[START]

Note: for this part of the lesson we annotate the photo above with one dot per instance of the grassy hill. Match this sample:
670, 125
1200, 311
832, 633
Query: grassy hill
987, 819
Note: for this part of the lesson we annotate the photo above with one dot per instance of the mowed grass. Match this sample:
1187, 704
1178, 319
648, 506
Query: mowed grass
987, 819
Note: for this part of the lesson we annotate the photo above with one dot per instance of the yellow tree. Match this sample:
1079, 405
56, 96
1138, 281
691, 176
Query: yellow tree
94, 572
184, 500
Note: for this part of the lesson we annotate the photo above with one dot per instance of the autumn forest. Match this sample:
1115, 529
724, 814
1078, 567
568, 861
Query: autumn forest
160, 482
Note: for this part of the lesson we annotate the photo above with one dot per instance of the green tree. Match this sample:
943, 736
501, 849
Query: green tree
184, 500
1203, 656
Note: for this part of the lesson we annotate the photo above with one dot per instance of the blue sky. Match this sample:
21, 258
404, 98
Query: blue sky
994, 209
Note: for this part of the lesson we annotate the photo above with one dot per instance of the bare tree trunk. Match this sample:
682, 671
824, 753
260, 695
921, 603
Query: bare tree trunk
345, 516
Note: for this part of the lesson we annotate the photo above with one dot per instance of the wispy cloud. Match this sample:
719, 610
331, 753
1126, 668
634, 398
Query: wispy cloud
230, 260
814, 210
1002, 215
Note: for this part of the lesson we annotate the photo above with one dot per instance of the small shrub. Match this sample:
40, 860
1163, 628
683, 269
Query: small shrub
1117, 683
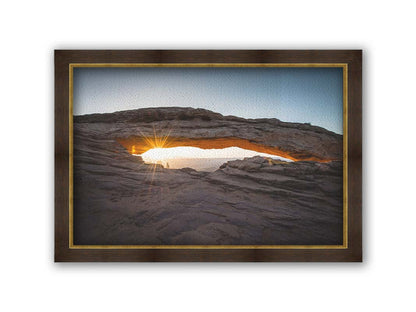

[END]

Aim of the exercise: Please copy the records word for word, from the line containing "of the blue" up to and including the last line of the records. Leave the pictures out of your answer.

Solution:
Note: for this part of the lesson we annotate the photo above with one dot per instance of the blue sky. Match this sample:
21, 258
404, 98
Query: blue sky
994, 209
Note: for this part of the lesson we annotate the photo above with one dot per instance of the bare tree trunk. Match this sample:
682, 671
824, 753
260, 695
921, 603
Query: bare tree trunk
345, 516
Note: for this part of the lesson we annotate the photo above with one dot per instance of the wispy cloud. Match this sample:
719, 610
331, 753
1126, 668
634, 398
Query: wispy cloud
230, 260
814, 210
1002, 215
Note: for this part of the lesson we annotate the photo above with one dot per instance of the small shrub. Match this sample:
40, 860
1163, 628
683, 269
Query: small shrub
1117, 683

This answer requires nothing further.